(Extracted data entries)
--

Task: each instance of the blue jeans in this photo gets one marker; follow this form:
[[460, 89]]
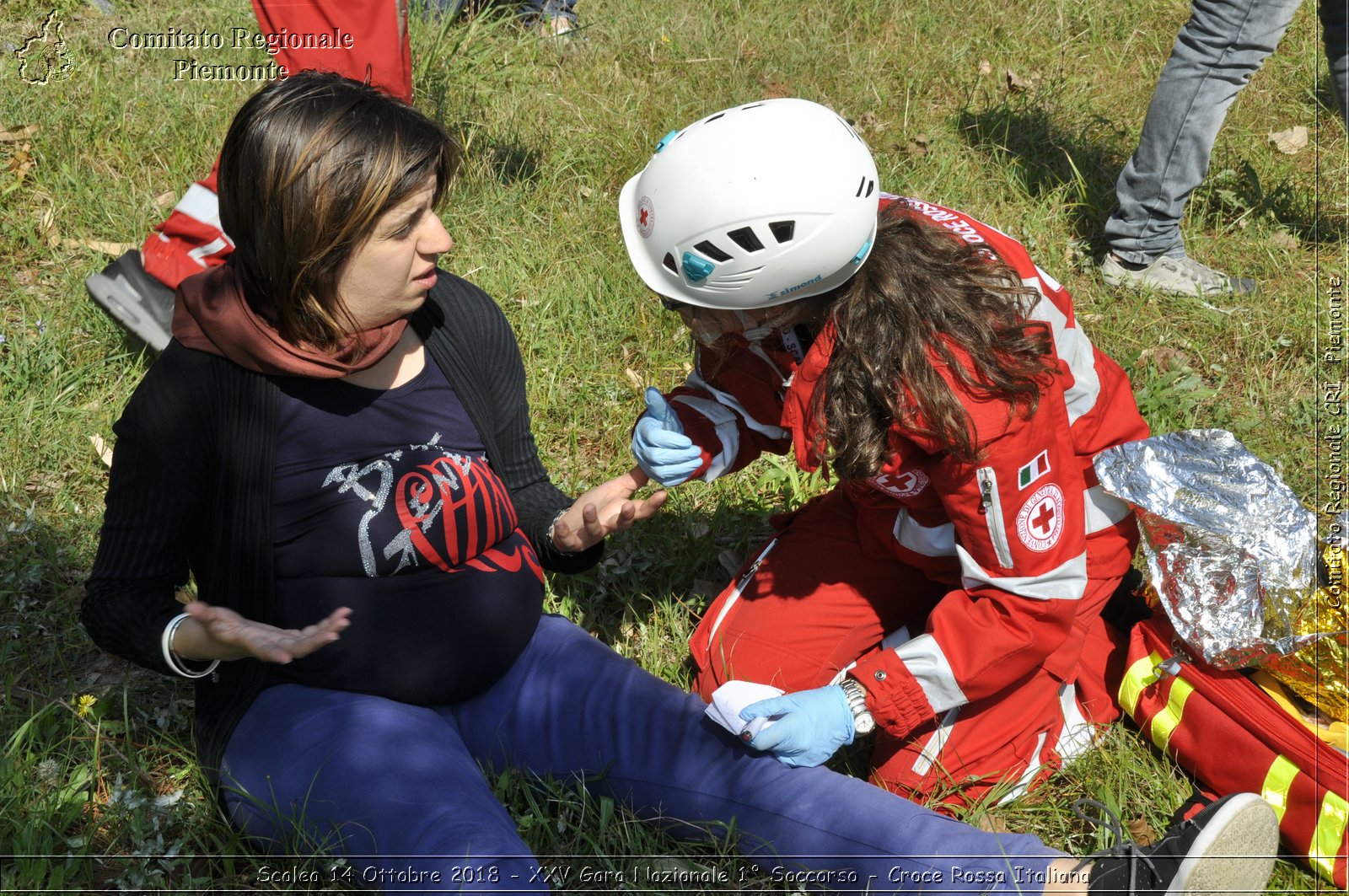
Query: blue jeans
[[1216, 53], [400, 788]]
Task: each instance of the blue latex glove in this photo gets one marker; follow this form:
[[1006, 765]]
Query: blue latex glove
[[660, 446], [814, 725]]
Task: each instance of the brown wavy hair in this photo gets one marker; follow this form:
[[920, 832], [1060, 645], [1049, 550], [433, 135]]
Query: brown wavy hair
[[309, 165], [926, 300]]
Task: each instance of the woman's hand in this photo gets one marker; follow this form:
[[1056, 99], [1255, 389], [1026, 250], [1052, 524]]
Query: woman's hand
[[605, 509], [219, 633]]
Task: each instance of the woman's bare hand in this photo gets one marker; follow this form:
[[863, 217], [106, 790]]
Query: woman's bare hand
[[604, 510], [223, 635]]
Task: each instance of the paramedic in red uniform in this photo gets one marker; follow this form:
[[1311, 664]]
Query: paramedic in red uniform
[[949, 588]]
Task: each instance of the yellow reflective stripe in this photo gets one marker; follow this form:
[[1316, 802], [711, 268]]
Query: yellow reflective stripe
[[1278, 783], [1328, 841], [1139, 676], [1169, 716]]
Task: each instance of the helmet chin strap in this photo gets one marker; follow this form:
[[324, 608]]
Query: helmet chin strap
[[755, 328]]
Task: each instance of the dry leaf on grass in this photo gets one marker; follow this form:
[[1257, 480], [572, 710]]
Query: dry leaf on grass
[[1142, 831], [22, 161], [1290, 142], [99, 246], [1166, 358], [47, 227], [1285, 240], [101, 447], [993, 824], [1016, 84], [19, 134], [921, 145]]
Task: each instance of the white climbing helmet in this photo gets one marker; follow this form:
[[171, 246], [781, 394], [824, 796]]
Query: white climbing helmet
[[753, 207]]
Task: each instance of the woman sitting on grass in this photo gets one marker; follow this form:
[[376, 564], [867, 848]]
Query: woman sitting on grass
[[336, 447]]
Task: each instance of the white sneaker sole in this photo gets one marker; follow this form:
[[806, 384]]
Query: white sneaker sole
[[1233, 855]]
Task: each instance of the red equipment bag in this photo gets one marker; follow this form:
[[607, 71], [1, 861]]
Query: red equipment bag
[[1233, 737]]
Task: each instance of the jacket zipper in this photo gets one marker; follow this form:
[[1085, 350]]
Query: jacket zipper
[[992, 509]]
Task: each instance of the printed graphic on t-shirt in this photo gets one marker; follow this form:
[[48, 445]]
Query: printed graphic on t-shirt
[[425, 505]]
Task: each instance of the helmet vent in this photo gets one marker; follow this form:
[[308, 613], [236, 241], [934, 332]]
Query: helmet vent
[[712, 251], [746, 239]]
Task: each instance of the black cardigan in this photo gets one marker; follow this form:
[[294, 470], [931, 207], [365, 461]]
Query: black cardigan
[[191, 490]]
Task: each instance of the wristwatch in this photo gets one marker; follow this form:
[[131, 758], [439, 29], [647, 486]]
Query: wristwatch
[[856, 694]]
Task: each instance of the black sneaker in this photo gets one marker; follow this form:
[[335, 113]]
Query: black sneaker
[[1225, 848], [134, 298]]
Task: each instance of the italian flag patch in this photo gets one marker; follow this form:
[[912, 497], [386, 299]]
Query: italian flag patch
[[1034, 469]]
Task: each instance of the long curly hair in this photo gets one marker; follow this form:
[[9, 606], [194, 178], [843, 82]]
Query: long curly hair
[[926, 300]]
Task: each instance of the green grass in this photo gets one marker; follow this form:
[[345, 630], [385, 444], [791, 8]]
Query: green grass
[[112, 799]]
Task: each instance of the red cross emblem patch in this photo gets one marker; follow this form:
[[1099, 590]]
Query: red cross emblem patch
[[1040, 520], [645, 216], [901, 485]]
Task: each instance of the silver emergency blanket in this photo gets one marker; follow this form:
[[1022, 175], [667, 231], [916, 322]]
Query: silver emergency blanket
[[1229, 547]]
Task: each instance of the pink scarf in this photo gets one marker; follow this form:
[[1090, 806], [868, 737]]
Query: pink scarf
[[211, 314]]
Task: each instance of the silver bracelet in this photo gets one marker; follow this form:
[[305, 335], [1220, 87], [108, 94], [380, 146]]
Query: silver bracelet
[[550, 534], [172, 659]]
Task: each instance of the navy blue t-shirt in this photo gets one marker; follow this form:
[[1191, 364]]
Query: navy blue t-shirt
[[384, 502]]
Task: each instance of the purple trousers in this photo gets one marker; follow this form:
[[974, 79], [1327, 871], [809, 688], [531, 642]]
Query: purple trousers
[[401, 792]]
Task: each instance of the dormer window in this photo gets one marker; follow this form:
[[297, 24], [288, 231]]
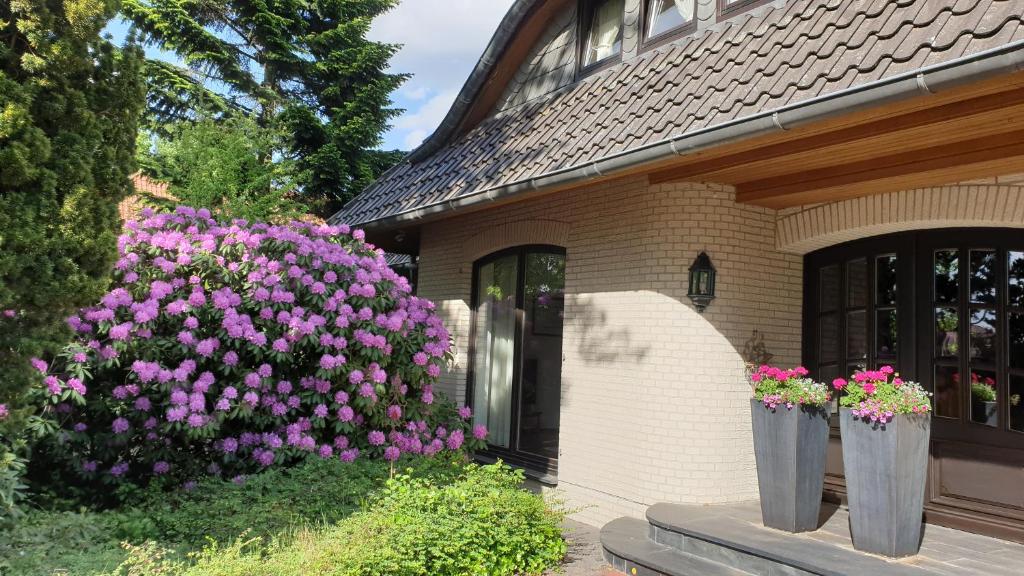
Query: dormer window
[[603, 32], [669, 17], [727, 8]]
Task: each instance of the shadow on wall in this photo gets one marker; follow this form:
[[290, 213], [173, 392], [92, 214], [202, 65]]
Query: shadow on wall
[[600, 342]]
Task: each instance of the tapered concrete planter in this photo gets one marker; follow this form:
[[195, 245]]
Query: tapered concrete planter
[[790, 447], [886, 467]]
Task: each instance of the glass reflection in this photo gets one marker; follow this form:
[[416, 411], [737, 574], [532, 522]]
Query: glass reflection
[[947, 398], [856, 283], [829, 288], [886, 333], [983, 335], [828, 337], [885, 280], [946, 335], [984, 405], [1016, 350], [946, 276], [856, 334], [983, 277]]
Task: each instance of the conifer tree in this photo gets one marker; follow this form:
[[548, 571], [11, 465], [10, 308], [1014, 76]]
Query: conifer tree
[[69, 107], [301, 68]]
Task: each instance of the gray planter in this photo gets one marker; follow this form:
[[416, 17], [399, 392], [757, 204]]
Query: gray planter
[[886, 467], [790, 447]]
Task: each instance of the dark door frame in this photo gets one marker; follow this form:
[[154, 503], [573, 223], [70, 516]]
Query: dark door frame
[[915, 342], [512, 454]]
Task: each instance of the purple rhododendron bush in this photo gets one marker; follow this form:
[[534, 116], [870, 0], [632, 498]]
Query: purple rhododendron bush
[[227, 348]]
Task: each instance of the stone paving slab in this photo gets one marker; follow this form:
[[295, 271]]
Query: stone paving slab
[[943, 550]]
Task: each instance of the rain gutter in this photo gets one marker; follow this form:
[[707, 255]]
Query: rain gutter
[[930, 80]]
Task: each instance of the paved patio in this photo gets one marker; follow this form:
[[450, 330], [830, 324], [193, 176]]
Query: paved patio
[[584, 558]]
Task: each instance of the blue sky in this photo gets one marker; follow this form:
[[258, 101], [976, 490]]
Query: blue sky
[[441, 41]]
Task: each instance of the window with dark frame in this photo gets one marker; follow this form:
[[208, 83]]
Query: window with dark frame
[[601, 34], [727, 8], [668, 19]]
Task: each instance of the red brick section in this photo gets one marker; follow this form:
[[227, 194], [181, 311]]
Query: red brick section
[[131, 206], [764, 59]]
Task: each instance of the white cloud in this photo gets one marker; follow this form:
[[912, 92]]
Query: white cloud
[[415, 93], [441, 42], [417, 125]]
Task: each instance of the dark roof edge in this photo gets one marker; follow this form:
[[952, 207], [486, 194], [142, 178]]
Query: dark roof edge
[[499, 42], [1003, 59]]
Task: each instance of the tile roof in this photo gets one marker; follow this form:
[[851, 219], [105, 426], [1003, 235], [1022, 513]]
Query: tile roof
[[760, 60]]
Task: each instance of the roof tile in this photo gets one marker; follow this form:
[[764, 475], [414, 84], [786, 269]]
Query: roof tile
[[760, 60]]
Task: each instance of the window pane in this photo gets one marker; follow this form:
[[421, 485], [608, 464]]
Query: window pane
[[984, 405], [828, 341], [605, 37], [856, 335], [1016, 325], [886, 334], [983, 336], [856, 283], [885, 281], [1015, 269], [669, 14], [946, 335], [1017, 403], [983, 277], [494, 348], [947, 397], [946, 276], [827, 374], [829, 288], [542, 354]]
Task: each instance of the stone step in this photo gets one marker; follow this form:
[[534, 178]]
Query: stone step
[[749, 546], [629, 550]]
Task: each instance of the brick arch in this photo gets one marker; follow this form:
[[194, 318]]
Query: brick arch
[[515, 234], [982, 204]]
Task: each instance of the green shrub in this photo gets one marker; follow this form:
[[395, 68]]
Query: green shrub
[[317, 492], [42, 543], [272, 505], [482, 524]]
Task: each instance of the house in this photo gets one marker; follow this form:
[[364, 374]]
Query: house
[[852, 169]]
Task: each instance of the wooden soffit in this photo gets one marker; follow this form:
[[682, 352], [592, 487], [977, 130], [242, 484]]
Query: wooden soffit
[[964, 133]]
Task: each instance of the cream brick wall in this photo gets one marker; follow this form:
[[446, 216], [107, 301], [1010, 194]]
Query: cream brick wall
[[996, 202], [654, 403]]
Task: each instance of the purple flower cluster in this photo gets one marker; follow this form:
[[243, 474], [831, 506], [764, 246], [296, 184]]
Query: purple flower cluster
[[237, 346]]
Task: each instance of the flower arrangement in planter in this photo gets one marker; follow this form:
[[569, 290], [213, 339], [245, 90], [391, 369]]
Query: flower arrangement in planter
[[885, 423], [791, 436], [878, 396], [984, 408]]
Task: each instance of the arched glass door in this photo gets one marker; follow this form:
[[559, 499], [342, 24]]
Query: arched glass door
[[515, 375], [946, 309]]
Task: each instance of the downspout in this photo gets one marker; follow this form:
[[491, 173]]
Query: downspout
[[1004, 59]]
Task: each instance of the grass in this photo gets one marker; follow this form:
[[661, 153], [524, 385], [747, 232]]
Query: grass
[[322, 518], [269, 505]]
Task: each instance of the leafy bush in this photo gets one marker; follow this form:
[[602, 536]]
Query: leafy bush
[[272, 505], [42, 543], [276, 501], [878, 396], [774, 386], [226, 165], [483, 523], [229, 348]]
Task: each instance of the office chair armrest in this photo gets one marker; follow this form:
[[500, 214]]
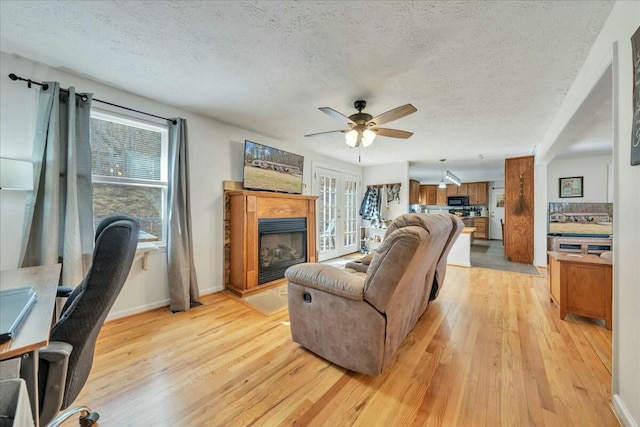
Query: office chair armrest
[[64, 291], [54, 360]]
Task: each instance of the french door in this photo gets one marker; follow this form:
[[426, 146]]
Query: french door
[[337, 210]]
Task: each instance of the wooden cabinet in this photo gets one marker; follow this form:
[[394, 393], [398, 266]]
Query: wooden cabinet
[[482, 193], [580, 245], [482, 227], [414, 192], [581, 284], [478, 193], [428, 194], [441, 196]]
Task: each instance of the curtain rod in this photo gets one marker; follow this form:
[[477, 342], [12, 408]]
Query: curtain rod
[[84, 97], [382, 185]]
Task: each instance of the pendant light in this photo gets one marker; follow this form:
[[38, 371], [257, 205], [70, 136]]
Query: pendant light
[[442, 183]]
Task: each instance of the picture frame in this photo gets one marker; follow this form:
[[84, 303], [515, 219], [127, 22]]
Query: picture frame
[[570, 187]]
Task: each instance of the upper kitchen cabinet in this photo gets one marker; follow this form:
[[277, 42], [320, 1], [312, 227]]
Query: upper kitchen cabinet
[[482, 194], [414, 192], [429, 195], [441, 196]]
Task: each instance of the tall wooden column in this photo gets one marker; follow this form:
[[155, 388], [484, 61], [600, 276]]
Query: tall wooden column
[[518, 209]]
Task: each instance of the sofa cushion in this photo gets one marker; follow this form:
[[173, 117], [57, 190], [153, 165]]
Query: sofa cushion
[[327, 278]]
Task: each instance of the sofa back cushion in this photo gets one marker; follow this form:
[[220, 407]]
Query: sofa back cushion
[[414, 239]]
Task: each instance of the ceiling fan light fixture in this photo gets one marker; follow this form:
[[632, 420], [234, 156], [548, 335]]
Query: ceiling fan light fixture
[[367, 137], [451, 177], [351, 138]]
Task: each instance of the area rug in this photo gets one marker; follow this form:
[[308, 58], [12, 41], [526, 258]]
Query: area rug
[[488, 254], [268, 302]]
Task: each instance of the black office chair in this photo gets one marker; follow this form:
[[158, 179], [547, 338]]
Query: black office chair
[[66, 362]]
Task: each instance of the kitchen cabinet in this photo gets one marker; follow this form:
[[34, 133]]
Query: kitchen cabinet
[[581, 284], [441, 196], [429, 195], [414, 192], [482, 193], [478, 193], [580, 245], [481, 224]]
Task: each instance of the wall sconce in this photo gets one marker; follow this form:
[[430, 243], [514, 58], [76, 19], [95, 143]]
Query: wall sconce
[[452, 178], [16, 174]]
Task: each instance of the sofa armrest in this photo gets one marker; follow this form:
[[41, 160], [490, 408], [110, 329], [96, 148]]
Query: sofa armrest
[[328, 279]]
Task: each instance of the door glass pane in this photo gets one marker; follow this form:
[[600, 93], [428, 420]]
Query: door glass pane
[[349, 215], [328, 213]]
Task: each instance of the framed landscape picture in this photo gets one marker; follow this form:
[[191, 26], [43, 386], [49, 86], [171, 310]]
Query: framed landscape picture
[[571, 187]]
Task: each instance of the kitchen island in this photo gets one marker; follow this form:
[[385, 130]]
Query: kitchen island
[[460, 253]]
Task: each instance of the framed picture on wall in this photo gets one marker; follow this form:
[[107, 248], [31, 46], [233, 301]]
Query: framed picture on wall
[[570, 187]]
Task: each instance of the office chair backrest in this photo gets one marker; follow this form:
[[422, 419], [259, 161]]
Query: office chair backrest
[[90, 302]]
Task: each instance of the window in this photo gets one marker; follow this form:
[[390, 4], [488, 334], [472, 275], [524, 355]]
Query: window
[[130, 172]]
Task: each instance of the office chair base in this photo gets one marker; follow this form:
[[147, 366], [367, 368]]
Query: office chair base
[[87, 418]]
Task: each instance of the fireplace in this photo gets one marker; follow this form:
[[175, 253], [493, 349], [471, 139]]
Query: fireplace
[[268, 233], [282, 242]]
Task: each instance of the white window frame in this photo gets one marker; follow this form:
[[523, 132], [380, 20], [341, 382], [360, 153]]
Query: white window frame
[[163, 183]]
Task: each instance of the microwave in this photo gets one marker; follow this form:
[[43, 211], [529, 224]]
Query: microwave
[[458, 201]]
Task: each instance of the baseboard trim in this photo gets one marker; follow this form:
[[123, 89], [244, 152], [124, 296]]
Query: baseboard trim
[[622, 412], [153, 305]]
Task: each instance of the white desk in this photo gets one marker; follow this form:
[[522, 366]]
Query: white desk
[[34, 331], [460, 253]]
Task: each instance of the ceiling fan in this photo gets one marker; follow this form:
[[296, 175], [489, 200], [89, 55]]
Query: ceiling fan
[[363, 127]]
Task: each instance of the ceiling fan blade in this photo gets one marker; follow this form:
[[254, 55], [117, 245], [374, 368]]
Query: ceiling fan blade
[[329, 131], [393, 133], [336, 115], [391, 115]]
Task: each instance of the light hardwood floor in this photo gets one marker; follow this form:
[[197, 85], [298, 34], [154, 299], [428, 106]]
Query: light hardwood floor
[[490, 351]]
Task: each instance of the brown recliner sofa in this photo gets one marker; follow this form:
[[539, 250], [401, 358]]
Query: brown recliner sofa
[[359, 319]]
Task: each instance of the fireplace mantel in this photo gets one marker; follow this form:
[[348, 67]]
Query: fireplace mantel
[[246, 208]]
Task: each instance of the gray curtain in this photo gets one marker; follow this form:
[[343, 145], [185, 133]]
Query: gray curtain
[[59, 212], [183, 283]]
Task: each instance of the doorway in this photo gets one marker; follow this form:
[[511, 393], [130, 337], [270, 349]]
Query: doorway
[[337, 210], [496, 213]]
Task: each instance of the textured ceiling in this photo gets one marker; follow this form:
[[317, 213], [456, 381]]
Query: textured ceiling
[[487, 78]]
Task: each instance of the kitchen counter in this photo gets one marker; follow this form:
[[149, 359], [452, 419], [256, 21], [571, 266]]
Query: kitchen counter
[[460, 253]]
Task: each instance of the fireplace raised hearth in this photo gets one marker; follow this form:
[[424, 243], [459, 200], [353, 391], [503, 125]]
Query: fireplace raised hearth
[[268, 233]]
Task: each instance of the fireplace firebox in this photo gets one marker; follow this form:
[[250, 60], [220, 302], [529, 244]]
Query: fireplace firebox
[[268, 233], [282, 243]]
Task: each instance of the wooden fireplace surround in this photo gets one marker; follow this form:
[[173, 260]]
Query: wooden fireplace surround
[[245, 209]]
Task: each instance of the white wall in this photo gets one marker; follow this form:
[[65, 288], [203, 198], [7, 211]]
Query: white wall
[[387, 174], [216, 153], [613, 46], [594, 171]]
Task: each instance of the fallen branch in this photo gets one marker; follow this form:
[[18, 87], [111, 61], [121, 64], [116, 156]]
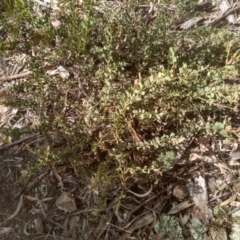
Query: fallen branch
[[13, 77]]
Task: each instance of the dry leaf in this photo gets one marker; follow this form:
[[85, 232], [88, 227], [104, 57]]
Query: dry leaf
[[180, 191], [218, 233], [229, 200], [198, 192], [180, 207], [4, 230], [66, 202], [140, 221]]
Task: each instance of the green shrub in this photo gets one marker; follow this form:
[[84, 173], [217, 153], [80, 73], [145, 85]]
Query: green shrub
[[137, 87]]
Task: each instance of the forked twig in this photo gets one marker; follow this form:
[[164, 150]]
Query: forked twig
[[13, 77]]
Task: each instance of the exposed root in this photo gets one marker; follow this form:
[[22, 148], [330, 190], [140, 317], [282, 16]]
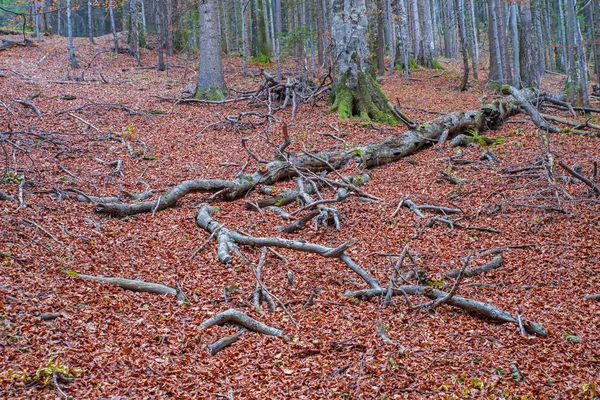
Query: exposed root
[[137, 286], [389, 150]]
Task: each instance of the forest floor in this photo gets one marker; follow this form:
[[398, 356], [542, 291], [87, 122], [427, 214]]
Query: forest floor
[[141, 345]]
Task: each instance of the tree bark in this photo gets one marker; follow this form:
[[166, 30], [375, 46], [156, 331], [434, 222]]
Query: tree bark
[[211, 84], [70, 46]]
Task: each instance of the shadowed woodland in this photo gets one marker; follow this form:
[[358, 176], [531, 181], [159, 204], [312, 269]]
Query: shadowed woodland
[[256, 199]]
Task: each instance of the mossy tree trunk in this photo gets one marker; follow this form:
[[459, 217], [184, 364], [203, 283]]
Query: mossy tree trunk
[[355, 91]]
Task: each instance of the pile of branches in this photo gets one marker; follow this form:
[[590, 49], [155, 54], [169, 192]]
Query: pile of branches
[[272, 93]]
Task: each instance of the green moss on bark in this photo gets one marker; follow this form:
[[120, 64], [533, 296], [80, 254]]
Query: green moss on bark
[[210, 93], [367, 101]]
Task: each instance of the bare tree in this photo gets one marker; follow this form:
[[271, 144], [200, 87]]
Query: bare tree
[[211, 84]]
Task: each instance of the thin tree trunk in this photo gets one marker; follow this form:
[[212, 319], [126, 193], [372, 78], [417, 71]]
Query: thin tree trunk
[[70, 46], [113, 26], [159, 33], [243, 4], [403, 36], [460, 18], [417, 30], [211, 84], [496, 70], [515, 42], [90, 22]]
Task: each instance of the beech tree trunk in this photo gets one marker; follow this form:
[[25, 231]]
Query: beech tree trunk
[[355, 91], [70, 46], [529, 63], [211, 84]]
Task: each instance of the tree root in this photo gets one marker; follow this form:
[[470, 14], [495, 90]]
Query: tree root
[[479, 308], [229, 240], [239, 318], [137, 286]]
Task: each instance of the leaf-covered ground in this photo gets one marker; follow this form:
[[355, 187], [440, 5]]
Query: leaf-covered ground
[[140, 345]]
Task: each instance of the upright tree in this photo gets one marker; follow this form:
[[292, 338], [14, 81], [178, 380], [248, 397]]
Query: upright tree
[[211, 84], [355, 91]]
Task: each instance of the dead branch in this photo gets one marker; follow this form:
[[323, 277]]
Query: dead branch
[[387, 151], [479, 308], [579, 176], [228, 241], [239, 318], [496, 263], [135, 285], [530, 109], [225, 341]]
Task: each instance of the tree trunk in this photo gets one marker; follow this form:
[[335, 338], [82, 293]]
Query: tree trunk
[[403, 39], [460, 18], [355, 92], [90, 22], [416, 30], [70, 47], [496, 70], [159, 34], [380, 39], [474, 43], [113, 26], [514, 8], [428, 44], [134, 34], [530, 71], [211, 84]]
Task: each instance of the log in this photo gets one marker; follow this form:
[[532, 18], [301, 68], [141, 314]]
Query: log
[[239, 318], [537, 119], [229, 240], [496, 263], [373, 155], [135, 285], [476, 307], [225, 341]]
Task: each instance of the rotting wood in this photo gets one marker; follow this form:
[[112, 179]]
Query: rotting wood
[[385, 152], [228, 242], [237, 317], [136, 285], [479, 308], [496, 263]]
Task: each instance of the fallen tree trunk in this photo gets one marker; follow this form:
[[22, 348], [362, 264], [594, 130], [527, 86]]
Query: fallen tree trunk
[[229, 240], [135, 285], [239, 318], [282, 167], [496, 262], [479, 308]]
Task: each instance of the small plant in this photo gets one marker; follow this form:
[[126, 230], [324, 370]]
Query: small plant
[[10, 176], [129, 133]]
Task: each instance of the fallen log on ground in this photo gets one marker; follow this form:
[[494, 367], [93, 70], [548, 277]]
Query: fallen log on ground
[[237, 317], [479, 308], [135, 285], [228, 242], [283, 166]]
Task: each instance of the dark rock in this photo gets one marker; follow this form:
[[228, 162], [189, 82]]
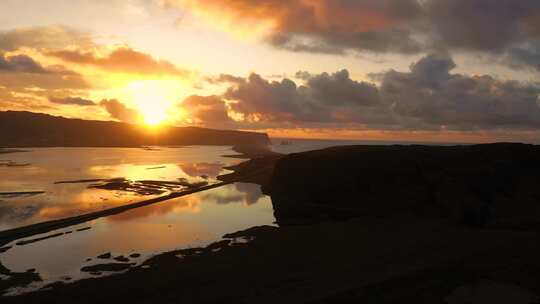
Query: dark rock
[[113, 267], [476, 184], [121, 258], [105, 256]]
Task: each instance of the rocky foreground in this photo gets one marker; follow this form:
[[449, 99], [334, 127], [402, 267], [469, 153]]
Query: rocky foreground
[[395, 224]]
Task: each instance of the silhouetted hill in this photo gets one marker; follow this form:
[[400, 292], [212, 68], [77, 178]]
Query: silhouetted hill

--

**GIVEN EXERCISE:**
Retype the lines of the entries above, starting at the line containing "Task: each instance of the leaf-covered" and ending at the line containing "[[140, 345]]", with both of those lines included.

**RESPONSE:**
Task: each instance of the leaf-covered ground in this photo gets one marker; follow this form:
[[355, 187], [440, 5]]
Query: leaf-covered ground
[[140, 345]]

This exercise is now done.